▶ **PASSAGE PROVIDED**
►
# Light Wiring



## shael_richmond (Oct 10, 2011)

Now that you've seen the layout, once last problem. What's the best way to wire all the lights for the buildings?

Originally I was thinking about just running all the wires to the end into some sort of wiring block but that seems like a lot of wires - wife wants lots of lights!

Then I was thinking about running one bigger(18gauge) wire down the center of the board and then having short runs from the building to it. But wasn't sure about how to do the connections. Just stripping off a little insulation and wrapping it around it. Since it will be under the board that could be a pain working underneath.


----------



## Big Ed (Jun 16, 2009)

shael_richmond said:


> Now that you've seen the layout, once last problem. What's the best way to wire all the lights for the buildings?
> 
> Originally I was thinking about just running all the wires to the end into some sort of wiring block but that seems like a lot of wires - wife wants lots of lights!
◄
▶ **DATA LISTING**
►
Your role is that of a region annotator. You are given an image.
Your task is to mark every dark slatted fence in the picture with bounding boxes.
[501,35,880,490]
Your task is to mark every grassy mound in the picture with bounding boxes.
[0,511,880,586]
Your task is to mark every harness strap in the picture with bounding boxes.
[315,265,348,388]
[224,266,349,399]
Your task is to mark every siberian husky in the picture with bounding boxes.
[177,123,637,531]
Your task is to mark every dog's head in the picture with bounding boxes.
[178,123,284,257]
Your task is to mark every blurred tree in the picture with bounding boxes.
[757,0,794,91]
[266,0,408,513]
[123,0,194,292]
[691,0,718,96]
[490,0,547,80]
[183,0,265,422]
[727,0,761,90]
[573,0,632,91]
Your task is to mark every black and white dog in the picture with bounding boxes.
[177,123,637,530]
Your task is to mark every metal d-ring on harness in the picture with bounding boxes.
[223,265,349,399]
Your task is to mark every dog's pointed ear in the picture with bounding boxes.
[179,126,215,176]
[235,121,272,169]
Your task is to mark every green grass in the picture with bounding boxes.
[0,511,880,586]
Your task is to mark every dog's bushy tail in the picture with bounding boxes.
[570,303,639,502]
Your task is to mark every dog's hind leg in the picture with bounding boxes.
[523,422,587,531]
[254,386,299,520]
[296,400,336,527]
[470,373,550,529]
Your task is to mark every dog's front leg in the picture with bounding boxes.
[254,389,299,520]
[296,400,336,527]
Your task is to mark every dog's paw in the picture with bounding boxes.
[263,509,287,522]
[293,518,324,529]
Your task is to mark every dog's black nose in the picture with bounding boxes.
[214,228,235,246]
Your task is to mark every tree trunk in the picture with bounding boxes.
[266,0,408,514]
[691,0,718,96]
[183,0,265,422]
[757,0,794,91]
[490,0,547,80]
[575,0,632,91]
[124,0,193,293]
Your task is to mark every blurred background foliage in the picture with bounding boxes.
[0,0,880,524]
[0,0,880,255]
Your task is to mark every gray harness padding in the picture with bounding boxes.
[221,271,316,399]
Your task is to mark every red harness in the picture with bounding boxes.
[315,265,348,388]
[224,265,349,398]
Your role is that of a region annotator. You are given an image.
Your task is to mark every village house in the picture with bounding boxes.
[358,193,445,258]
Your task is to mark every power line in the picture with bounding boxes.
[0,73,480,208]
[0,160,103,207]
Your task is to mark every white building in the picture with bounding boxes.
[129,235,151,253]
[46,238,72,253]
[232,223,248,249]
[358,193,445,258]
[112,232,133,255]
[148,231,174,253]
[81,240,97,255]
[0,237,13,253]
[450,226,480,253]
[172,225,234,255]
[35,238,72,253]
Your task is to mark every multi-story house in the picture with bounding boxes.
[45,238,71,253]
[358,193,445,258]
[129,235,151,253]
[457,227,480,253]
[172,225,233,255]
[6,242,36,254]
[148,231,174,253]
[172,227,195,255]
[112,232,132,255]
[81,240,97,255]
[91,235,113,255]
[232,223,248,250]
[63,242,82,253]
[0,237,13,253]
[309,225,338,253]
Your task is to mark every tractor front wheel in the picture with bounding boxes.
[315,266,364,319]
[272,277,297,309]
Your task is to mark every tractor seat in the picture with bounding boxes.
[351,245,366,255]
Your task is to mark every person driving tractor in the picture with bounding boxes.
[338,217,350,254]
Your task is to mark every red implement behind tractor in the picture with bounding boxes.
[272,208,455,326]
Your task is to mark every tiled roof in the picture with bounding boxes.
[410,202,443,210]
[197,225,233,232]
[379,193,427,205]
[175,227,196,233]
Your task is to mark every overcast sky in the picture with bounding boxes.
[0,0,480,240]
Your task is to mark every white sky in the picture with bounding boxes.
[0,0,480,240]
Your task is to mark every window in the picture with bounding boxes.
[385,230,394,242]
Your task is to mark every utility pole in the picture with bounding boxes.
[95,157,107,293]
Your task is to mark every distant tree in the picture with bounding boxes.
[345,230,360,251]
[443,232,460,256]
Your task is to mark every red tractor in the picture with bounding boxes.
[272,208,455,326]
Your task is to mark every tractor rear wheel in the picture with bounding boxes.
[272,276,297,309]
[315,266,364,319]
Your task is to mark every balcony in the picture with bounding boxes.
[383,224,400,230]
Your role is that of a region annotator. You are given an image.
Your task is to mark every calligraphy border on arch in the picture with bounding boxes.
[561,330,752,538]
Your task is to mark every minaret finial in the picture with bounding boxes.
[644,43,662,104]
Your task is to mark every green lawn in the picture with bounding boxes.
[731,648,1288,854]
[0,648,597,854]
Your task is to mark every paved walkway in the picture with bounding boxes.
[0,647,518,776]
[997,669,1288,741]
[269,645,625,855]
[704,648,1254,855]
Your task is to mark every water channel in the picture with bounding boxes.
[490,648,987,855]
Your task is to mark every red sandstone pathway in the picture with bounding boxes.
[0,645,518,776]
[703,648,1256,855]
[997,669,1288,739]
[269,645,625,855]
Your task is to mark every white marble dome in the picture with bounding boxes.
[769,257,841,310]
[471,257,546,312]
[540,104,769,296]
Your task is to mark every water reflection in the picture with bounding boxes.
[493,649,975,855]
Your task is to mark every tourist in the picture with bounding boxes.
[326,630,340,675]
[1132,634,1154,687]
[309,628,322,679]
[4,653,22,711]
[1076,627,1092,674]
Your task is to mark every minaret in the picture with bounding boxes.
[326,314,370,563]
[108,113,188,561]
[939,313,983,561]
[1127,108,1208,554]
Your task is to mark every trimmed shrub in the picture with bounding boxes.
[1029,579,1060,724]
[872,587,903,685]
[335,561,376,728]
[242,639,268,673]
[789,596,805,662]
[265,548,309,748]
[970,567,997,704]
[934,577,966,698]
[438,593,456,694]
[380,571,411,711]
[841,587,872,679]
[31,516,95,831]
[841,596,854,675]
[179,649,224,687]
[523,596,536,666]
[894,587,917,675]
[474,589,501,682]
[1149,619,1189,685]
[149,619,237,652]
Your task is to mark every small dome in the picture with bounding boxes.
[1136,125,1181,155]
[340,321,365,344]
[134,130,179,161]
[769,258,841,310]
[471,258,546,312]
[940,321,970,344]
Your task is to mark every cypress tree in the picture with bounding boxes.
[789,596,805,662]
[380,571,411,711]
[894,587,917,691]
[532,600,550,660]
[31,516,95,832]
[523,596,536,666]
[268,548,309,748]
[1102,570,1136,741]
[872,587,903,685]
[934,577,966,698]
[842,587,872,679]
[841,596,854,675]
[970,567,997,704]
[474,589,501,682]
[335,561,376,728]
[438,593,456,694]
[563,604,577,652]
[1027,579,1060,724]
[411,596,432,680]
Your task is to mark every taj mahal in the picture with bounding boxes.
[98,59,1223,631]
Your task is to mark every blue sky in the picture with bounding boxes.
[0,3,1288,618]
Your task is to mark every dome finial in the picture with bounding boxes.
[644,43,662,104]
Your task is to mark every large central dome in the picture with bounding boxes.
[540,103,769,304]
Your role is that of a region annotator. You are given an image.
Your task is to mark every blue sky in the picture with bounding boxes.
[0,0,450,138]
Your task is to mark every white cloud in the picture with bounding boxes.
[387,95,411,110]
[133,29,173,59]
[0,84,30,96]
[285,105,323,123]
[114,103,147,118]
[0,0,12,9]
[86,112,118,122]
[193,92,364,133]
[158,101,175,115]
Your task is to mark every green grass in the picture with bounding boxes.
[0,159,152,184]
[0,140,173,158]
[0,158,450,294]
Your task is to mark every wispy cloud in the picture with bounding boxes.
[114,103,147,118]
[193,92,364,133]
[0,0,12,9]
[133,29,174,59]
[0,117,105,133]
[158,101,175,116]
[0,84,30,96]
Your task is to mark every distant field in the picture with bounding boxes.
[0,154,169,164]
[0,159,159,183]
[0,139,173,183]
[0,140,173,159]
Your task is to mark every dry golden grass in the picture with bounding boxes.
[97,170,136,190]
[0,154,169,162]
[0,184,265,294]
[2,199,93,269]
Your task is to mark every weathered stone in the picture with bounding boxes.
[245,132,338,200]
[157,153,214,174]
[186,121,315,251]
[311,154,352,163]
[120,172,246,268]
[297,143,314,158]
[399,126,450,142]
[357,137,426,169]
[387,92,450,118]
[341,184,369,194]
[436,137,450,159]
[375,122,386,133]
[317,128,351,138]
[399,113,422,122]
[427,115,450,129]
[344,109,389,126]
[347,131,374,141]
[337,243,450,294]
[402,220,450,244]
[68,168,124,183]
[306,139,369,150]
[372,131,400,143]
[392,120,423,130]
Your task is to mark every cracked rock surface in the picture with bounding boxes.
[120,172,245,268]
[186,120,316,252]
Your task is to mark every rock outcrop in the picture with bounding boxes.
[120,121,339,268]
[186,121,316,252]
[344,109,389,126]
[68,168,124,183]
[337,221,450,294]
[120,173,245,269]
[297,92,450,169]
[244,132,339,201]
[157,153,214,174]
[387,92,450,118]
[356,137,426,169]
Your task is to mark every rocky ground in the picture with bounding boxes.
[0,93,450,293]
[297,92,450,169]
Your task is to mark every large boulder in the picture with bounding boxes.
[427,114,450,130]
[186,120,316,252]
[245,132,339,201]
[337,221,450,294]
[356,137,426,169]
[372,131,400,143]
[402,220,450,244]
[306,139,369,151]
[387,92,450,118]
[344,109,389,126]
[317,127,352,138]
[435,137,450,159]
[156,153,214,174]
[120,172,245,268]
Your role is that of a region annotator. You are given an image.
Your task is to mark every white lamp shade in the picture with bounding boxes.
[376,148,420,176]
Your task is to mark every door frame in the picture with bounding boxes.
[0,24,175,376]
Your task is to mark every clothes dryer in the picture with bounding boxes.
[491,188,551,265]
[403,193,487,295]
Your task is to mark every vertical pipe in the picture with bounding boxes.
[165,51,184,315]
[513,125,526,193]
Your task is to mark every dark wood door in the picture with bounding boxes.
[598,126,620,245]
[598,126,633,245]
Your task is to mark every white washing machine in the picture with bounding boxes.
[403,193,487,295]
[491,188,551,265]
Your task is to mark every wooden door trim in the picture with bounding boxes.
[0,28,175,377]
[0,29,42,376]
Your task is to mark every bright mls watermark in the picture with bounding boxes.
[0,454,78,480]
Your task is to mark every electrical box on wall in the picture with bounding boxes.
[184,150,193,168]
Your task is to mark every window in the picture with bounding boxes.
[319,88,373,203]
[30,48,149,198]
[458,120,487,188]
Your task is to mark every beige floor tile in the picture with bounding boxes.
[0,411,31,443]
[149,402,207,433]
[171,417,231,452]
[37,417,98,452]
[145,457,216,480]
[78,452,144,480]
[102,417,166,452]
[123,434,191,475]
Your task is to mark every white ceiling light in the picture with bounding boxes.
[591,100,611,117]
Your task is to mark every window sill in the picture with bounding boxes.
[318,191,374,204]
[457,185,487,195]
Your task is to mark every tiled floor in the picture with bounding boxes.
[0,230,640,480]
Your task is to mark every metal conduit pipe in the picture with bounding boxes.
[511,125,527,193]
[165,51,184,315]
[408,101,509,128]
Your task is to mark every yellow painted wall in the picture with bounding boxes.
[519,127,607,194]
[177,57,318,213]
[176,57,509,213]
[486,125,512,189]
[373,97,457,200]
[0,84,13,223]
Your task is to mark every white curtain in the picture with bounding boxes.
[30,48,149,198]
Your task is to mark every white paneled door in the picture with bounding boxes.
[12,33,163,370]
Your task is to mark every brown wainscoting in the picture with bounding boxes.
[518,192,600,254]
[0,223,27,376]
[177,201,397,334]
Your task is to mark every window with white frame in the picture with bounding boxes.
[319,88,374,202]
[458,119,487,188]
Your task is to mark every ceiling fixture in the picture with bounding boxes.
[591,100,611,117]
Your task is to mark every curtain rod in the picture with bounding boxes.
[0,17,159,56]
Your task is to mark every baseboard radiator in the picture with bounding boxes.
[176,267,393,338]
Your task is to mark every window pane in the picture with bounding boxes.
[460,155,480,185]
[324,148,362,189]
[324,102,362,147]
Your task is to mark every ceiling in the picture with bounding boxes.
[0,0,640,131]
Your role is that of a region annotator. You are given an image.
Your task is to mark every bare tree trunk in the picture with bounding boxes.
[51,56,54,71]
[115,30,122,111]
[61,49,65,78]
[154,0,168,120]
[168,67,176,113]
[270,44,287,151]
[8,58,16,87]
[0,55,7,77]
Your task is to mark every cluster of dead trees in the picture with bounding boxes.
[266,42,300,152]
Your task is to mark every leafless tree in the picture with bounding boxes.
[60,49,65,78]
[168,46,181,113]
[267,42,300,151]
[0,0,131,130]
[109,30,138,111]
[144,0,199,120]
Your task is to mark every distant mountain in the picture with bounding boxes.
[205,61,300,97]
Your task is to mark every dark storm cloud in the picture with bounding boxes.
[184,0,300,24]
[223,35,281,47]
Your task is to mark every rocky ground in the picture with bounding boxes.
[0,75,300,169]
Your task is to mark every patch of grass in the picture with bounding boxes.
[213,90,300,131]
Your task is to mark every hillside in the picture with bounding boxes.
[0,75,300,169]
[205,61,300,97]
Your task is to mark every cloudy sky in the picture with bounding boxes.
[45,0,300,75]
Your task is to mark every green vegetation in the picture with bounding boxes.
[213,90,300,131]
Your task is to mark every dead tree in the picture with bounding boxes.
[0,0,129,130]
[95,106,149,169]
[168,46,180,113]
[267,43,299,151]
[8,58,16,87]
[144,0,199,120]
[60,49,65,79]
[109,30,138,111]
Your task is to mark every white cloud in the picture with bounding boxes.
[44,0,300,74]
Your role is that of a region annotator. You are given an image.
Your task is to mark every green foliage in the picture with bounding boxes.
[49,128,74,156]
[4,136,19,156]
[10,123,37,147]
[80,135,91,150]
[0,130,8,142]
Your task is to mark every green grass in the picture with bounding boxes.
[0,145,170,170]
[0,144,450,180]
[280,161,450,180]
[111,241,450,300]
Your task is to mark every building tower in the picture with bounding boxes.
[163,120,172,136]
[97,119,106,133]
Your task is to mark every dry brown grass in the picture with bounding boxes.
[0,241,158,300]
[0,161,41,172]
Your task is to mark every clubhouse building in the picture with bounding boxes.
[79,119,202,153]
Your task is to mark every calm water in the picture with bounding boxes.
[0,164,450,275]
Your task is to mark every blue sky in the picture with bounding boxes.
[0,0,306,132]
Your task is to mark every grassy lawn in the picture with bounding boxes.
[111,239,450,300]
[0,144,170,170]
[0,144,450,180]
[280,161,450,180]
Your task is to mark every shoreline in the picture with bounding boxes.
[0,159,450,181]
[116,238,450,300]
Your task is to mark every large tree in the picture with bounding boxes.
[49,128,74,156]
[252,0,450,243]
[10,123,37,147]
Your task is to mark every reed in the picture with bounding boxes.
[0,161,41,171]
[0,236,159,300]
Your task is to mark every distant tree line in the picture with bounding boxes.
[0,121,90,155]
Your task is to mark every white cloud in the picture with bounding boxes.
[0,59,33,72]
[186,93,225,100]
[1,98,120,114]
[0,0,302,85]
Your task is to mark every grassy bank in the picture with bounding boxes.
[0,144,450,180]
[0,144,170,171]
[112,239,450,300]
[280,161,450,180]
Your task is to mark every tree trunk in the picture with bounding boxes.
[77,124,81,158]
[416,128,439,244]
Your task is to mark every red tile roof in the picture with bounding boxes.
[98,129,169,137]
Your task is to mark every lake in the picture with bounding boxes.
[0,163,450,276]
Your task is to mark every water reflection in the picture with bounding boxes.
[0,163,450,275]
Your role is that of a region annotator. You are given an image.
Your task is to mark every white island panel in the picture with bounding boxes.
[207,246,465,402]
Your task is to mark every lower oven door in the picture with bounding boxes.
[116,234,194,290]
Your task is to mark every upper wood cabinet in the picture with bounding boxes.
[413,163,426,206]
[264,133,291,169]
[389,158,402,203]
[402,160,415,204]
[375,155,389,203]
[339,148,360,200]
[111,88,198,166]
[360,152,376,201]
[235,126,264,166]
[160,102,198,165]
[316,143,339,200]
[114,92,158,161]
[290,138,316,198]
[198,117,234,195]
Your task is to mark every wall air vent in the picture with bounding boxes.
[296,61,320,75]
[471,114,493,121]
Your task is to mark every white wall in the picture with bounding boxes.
◄
▶ **INSTRUCTIONS**
1. Using the light wiring thread, decide whether each statement agrees with it: (a) the poster's wife wants a lot of lights; (b) the poster considered running a 22-gauge wire down the center of the board; (c) the poster expected the connections under the board to be easy to work on. Answer yes or no for each, quoting the words that decide it.
2. Return the part of the light wiring thread starting with "## shael_richmond (Oct" and going on through "(Jun 16, 2009)", copied word for word.
3. Rewrite the paragraph of the light wiring thread that begins "Then I was thinking about running one bigger" as a short list, keeping its main facts.
The listing plays no part in this work.

▶ **ANSWERS FOR THE EXERCISE**
1.
(a) Yes: "wife wants lots of lights!"
(b) No: "one bigger(18gauge) wire down the center of the board"
(c) No: "Since it will be under the board that could be a pain working underneath."

2.
## shael_richmond (Oct 10, 2011)

Now that you've seen the layout, once last problem. What's the best way to wire all the lights for the buildings?

Originally I was thinking about just running all the wires to the end into some sort of wiring block but that seems like a lot of wires - wife wants lots of lights!

Then I was thinking about running one bigger(18gauge) wire down the center of the board and then having short runs from the building to it. But wasn't sure about how to do the connections. Just stripping off a little insulation and wrapping it around it. Since it will be under the board that could be a pain working underneath.


----------



## Big Ed (Jun 16, 2009)

3.
- Idea: run one bigger 18-gauge wire down the center of the board, with short runs from each building to it.
- Unsure how to make the connections, possibly by stripping a little insulation and wrapping the wire around it.
- Concern: the work would be under the board, which could be a pain.